WORK REQUEST — Please print the records below word for word.

(Point localization data)
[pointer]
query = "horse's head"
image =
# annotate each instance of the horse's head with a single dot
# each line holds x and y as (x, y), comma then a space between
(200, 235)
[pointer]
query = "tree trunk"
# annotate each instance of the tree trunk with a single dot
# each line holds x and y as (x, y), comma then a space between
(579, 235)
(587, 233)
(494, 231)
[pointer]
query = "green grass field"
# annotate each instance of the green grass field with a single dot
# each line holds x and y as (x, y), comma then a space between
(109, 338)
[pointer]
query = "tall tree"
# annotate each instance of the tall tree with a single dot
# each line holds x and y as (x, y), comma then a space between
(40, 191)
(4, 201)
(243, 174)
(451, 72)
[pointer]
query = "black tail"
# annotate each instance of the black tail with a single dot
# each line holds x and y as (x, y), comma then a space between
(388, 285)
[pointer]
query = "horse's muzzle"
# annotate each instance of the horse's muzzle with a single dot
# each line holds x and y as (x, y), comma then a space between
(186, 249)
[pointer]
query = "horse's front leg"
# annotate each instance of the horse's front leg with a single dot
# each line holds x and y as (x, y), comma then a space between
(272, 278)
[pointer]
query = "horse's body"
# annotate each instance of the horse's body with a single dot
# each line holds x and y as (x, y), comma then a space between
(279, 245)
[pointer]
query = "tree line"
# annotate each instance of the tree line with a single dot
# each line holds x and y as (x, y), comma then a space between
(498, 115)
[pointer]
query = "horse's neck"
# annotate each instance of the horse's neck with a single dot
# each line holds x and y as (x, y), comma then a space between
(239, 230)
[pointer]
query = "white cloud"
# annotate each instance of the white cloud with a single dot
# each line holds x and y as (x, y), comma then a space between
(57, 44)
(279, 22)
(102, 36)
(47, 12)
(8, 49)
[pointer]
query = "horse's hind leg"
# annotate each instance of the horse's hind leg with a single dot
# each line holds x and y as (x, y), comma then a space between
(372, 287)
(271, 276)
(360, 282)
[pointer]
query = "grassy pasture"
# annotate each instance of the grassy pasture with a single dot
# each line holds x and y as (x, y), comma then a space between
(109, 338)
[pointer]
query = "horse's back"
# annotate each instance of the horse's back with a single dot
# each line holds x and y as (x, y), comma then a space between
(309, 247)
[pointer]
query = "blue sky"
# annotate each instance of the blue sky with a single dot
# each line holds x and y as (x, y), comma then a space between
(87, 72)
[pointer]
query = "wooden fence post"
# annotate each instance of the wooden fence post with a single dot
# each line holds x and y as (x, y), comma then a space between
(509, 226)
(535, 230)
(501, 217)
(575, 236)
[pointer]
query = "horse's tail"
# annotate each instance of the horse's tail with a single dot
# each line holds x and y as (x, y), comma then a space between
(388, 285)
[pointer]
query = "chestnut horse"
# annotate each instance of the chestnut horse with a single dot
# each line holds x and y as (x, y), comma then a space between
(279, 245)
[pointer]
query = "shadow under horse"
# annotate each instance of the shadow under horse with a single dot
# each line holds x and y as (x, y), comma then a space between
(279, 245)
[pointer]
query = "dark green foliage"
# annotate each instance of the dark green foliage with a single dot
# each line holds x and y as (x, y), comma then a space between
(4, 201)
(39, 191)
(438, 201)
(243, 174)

EXPECTED ANSWER —
[pointer]
query = "horse's head"
image =
# annotate each instance of the horse's head with a single dot
# each line holds x and y as (x, y), comma then a space between
(200, 235)
[pointer]
query = "tree trunk"
# annotate each instance of the tree trunk with a single dot
# each line holds x and y as (x, y), comma then a space between
(579, 235)
(587, 233)
(494, 231)
[pointer]
query = "green grass field"
# annotate each instance of the green grass field with a single dot
# each line holds x and y as (x, y), comma then a space between
(109, 338)
[pointer]
query = "tall tree"
# annotate each instance of the tall tree with a single dot
# each line holds x and y as (x, y), comma then a space between
(40, 191)
(4, 201)
(243, 174)
(451, 72)
[pointer]
query = "black tail"
# annotate each instance of the black tail with a single dot
# each line holds x and y as (x, y), comma then a space between
(388, 285)
[pointer]
query = "horse's muzzle"
# annotate each instance of the horse's muzzle with a single dot
# each line holds x and y as (x, y), comma then a space between
(186, 249)
[pointer]
query = "horse's front leg"
# annotate each instance of the horse's front leg with a single dot
# each line holds x and y as (x, y), comma then a space between
(272, 278)
[pointer]
query = "horse's body"
# annotate each instance of the horse's body with a single dot
# each line holds x and y as (x, y), comma then a space between
(279, 245)
[pointer]
query = "tree line"
# annotate each instance of the tree line with a single dot
# each line holds x and y as (x, y), comma then a space between
(498, 115)
[pointer]
query = "horse's neck"
# annotate each instance of the horse's neck with a single dot
# each line holds x and y as (x, y), comma then a space between
(239, 230)
[pointer]
query = "white cloud"
# annotate each instance of the white cloud with a single dot
# each line holds x and y as (x, y), comma then a space between
(57, 44)
(279, 22)
(102, 36)
(47, 12)
(8, 49)
[pointer]
query = "horse's hind leg"
# annotate each instance of the horse's hind leg with a single dot
# each line holds x and y as (x, y), comma then a space between
(372, 287)
(271, 276)
(360, 282)
[pointer]
query = "grassy pasture"
# annotate each instance of the grassy pasture with a single dot
# each line holds x and y as (x, y), comma then a space between
(109, 338)
[pointer]
query = "horse's back"
# annotate each instance of the horse's back with a single dot
# each line holds x and y as (x, y), comma then a space between
(309, 247)
[pointer]
query = "blue sky"
# annotate each instance of the blue sky with a single dot
# each line holds x and y as (x, y), comma then a space between
(87, 72)
[pointer]
query = "wooden fence post"
# annotate each instance of the wooden fence post with a single dot
# each line holds x and y as (x, y), comma then a space between
(509, 226)
(535, 230)
(501, 217)
(575, 236)
[pointer]
query = "horse's tail"
# annotate each instance of the horse's tail with a single dot
# each line holds x and y as (x, y), comma then a space between
(388, 285)
[pointer]
query = "chestnut horse"
# annotate each instance of the chestnut horse with a single dot
# each line holds x and y as (x, y), comma then a space between
(279, 245)
[pointer]
query = "shadow under horse"
# annotate each instance of the shadow under horse with a single dot
# each line holds x and y as (x, y), comma then a space between
(279, 245)
[pointer]
query = "dark green foliage"
# annotate each instance of the dark green foliage with a single dot
# each line holds x and y as (x, y), comma then a space between
(4, 201)
(39, 191)
(438, 201)
(243, 174)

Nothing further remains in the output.